**Problem to work on**:
Copy the rows below with every "even-odd" replaced by "nonzero" and no other changes.

**Data shown**:
======

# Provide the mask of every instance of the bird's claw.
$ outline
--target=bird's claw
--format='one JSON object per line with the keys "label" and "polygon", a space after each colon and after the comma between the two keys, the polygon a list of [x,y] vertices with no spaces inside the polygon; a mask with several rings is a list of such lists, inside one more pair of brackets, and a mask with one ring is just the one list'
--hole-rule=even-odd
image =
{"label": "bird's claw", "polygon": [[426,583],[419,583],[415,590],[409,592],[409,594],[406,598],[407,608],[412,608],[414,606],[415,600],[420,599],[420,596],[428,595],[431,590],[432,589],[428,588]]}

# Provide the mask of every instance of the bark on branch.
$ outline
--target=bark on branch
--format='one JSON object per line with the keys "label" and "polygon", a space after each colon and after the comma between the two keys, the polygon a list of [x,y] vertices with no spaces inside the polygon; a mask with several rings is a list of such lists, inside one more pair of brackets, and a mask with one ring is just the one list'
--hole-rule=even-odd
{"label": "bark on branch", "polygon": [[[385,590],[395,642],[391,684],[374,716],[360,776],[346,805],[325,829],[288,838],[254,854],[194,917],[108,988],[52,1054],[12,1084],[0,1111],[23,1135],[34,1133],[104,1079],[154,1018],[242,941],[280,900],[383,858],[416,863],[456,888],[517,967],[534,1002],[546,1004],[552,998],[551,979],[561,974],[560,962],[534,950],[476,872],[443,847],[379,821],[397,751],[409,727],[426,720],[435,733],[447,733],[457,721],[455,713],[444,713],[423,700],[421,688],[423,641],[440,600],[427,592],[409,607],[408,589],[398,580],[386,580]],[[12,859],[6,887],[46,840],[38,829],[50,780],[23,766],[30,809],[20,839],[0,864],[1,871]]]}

======

**The output**:
# Provide the mask of every instance of the bird's claw.
$ outline
--target=bird's claw
--format='one JSON object per line with the keys "label" and "polygon", a space after each colon and after the comma between the two keys, the polygon a list of [x,y] vertices with no spaces inside the polygon; a mask with several rings is a list of such lists, inside one more pair of brackets, and a mask with one ring is just the one list'
--hole-rule=nonzero
image =
{"label": "bird's claw", "polygon": [[426,583],[419,583],[415,590],[409,592],[409,594],[406,598],[407,608],[412,608],[414,606],[415,600],[420,599],[420,596],[428,595],[431,590],[432,589],[428,588]]}

# Provide the mask of every instance of the bark on branch.
$ outline
--target=bark on branch
--format='one JSON object per line with the keys "label" and "polygon", a space after each colon and after the comma between the two keys, the polygon a list of [x,y] vertices with no spaces inside the polygon; a mask with several rings is a list of such lists, inside one more pair of brackets, and a mask with one ring is just the one list'
--hole-rule=nonzero
{"label": "bark on branch", "polygon": [[[385,590],[395,642],[391,684],[374,716],[360,776],[346,805],[325,829],[288,838],[254,854],[194,917],[108,988],[52,1054],[12,1084],[0,1111],[23,1135],[34,1133],[104,1079],[154,1018],[242,941],[280,900],[383,858],[416,863],[456,888],[517,967],[534,1002],[546,1004],[552,998],[551,979],[561,974],[560,962],[534,950],[476,872],[443,847],[379,821],[397,751],[409,727],[426,720],[435,733],[447,733],[457,721],[455,713],[444,713],[423,700],[421,688],[423,641],[440,600],[427,592],[409,607],[408,589],[398,580],[386,580]],[[12,859],[6,887],[46,840],[38,829],[50,780],[23,766],[30,809],[20,839],[0,864],[1,871]]]}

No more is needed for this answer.